##### Record set

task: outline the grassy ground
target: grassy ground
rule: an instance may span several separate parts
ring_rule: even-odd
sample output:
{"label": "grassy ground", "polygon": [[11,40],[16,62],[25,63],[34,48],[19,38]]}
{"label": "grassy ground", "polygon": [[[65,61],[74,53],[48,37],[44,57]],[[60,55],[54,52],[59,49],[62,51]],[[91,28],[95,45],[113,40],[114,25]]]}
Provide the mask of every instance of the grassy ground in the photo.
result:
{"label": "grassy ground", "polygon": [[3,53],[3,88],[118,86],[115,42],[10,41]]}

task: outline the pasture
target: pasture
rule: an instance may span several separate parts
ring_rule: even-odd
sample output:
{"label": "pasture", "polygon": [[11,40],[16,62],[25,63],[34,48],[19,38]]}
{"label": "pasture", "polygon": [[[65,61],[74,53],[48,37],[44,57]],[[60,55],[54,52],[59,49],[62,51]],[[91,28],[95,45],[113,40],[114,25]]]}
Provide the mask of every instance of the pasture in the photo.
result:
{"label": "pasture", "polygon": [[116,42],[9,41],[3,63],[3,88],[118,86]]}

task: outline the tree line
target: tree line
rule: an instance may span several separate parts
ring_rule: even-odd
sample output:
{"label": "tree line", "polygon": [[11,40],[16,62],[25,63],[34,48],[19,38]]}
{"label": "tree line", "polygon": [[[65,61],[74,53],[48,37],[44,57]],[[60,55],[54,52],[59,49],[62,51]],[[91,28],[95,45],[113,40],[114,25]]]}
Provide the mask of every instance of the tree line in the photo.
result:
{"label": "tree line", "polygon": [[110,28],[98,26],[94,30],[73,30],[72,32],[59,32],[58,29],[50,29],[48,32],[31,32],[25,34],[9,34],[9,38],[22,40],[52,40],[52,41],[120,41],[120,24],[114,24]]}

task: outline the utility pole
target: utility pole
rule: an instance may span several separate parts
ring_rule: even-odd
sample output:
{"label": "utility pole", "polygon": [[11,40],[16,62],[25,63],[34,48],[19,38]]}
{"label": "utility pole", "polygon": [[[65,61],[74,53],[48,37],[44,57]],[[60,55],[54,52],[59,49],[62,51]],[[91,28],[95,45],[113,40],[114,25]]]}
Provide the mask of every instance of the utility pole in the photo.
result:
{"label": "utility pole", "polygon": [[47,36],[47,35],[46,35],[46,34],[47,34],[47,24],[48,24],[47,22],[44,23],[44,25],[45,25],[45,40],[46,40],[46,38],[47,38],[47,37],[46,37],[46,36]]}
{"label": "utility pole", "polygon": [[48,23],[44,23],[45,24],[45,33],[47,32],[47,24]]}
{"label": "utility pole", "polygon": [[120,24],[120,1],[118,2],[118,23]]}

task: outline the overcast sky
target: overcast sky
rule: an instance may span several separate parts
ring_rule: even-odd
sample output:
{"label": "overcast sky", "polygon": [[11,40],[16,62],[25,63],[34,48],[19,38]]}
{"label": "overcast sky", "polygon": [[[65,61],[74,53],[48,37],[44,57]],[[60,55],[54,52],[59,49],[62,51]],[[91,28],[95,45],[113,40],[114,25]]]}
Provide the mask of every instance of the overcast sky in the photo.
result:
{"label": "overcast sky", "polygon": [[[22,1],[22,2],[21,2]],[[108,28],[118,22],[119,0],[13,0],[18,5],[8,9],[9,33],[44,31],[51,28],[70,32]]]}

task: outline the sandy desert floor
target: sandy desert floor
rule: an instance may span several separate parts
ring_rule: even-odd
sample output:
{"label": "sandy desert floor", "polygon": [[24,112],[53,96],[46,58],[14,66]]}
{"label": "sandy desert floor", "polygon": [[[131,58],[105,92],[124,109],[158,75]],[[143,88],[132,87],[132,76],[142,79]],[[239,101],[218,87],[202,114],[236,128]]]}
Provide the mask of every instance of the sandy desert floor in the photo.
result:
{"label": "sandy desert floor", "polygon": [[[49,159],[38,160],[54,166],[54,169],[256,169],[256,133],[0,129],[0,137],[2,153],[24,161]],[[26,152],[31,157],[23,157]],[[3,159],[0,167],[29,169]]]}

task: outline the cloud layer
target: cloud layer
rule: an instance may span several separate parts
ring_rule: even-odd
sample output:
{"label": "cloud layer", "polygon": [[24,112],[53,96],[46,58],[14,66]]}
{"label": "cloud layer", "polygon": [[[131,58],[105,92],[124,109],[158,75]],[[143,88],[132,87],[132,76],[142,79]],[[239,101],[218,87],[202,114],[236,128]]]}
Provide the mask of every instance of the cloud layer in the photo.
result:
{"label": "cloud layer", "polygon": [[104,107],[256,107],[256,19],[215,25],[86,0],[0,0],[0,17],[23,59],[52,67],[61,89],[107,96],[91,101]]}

##########

Problem statement: Please render all of the material above as a JSON list of strings, with one string for each line and blank lines omitted.

The result:
[
  "task: outline the grassy ground",
  "target: grassy ground",
  "rule: an instance may span several separate parts",
  "ring_rule: even-odd",
  "sample output:",
  "{\"label\": \"grassy ground\", \"polygon\": [[11,40],[16,62],[25,63],[34,48],[19,38]]}",
  "{\"label\": \"grassy ground\", \"polygon\": [[[65,61],[74,53],[48,37],[44,57]],[[60,55],[54,52],[59,49],[62,51]],[[91,28],[95,45],[113,40],[114,25]]]}",
  "Provide the mask of every instance of the grassy ground in the photo.",
  "result:",
  "{\"label\": \"grassy ground\", \"polygon\": [[3,53],[3,88],[118,86],[115,42],[10,41]]}",
  "task: outline the pasture",
  "target: pasture",
  "rule: an instance may span several separate parts",
  "ring_rule: even-odd",
  "sample output:",
  "{\"label\": \"pasture\", \"polygon\": [[11,40],[16,62],[25,63],[34,48],[19,38]]}",
  "{\"label\": \"pasture\", \"polygon\": [[[65,61],[74,53],[48,37],[44,57]],[[60,55],[54,52],[59,49],[62,51]],[[91,28],[95,45],[113,40],[114,25]]]}",
  "Provide the mask of every instance of the pasture in the photo.",
  "result:",
  "{\"label\": \"pasture\", \"polygon\": [[116,42],[9,41],[3,63],[3,88],[118,86]]}",
  "task: outline the tree line",
  "target: tree line",
  "rule: an instance may span several separate parts",
  "ring_rule: even-odd",
  "sample output:",
  "{\"label\": \"tree line\", \"polygon\": [[11,40],[16,62],[25,63],[34,48],[19,38]]}",
  "{\"label\": \"tree line\", \"polygon\": [[[65,61],[74,53],[48,37],[44,57]],[[60,55],[54,52],[59,49],[62,51]],[[91,28],[95,45],[113,40],[114,25]]]}",
  "Provide the mask of every instance of the tree line in the photo.",
  "result:",
  "{\"label\": \"tree line\", \"polygon\": [[110,28],[98,26],[94,30],[73,30],[72,32],[59,32],[58,29],[50,29],[48,32],[31,32],[25,34],[9,34],[9,38],[22,40],[52,40],[52,41],[120,41],[120,24],[114,24]]}",
  "task: outline the utility pole",
  "target: utility pole",
  "rule: an instance may span several separate parts",
  "ring_rule: even-odd",
  "sample output:",
  "{\"label\": \"utility pole\", \"polygon\": [[11,40],[16,62],[25,63],[34,48],[19,38]]}",
  "{\"label\": \"utility pole\", \"polygon\": [[[65,61],[74,53],[48,37],[44,57]],[[60,55],[54,52],[59,49],[62,51]],[[91,28],[95,45],[113,40],[114,25]]]}",
  "Provide the mask of every instance of the utility pole in the photo.",
  "result:",
  "{\"label\": \"utility pole\", \"polygon\": [[47,36],[47,35],[46,35],[46,34],[47,34],[47,24],[48,24],[47,22],[44,23],[44,25],[45,25],[45,40],[46,40],[46,38],[47,38],[47,37],[46,37],[46,36]]}",
  "{\"label\": \"utility pole\", \"polygon\": [[48,23],[44,23],[45,24],[45,33],[47,32],[47,24]]}",
  "{\"label\": \"utility pole\", \"polygon\": [[120,24],[120,1],[118,2],[118,23]]}",
  "task: outline the overcast sky",
  "target: overcast sky",
  "rule: an instance may span several separate parts",
  "ring_rule: even-odd",
  "sample output:",
  "{\"label\": \"overcast sky\", \"polygon\": [[11,40],[16,62],[25,63],[34,48],[19,38]]}",
  "{\"label\": \"overcast sky\", \"polygon\": [[[65,61],[74,53],[48,37],[44,57]],[[60,55],[54,52],[59,49],[62,51]],[[91,28],[95,45],[113,40],[114,25]]]}",
  "Provide the mask of every instance of the overcast sky in the photo.",
  "result:",
  "{\"label\": \"overcast sky\", \"polygon\": [[[22,1],[22,2],[21,2]],[[108,28],[118,22],[119,0],[13,0],[18,5],[8,9],[9,33],[44,31],[51,28],[70,32]]]}",
  "task: outline the sandy desert floor",
  "target: sandy desert floor",
  "rule: an instance may span several separate parts",
  "ring_rule: even-odd",
  "sample output:",
  "{\"label\": \"sandy desert floor\", \"polygon\": [[24,112],[53,96],[46,58],[14,66]]}",
  "{\"label\": \"sandy desert floor\", \"polygon\": [[[131,58],[105,92],[124,109],[158,75]],[[143,88],[132,87],[132,76],[142,79]],[[239,101],[218,87],[202,114],[236,128]]]}",
  "Provide the mask of every instance of the sandy desert floor in the photo.",
  "result:",
  "{\"label\": \"sandy desert floor\", \"polygon\": [[[49,159],[38,160],[54,166],[54,169],[256,169],[256,133],[0,129],[0,137],[2,153],[24,161]],[[26,152],[31,157],[23,157]],[[3,159],[0,167],[29,169]]]}",
  "task: outline the cloud layer",
  "target: cloud layer",
  "rule: an instance may span several separate parts",
  "ring_rule: even-odd",
  "sample output:",
  "{\"label\": \"cloud layer\", \"polygon\": [[24,112],[53,96],[46,58],[14,66]]}",
  "{\"label\": \"cloud layer\", \"polygon\": [[[131,58],[105,92],[124,109],[158,75]],[[143,88],[132,87],[132,76],[142,79]],[[239,101],[218,87],[202,114],[236,128]]]}",
  "Provide the mask of every instance of the cloud layer in the photo.",
  "result:",
  "{\"label\": \"cloud layer\", \"polygon\": [[104,107],[256,107],[256,19],[215,25],[86,0],[0,0],[0,17],[23,59],[52,67],[61,89],[107,96],[91,101]]}"
]